■ **Information provided**

* Begin *

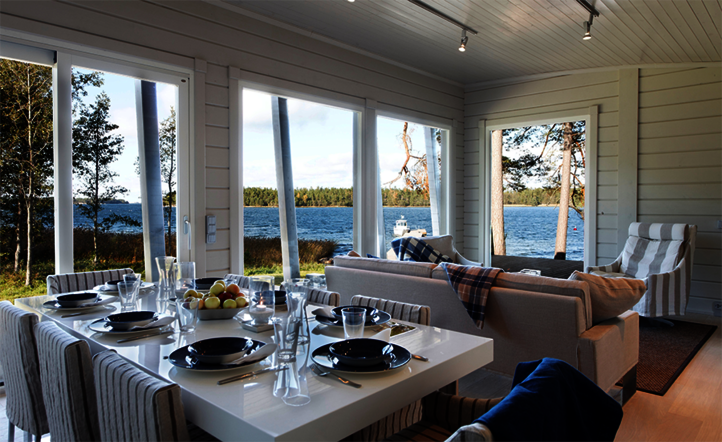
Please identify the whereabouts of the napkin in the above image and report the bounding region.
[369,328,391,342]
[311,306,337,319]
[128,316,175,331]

* End *
* Begin *

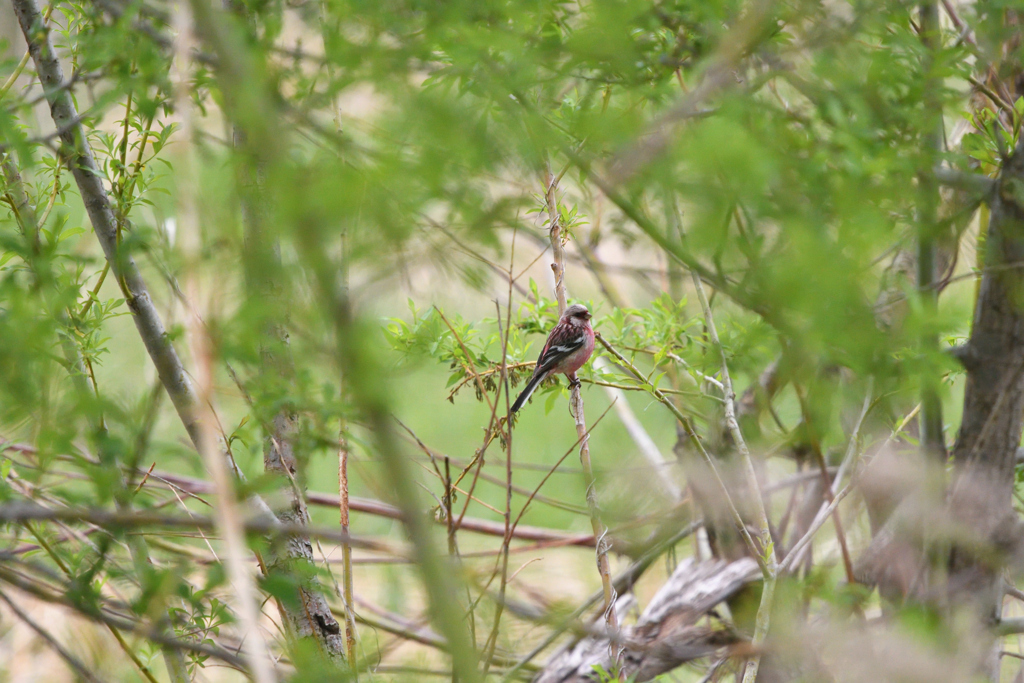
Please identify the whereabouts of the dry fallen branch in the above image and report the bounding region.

* End *
* Begin *

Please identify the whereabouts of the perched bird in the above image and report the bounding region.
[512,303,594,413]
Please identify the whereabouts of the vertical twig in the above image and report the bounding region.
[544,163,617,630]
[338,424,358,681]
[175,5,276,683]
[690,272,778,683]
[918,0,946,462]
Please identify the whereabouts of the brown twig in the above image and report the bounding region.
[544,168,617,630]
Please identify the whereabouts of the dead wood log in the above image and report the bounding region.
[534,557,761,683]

* End *

■ **Problem to solve**
Copy out the lines of the records above word for word, from the line containing "Please identify the whereabouts of the dead" through the line containing "[534,557,761,683]", both included, and nothing else.

■ **Solution for this task**
Please identify the whereabouts of the dead wood log in the above image and report the bounding region.
[534,557,761,683]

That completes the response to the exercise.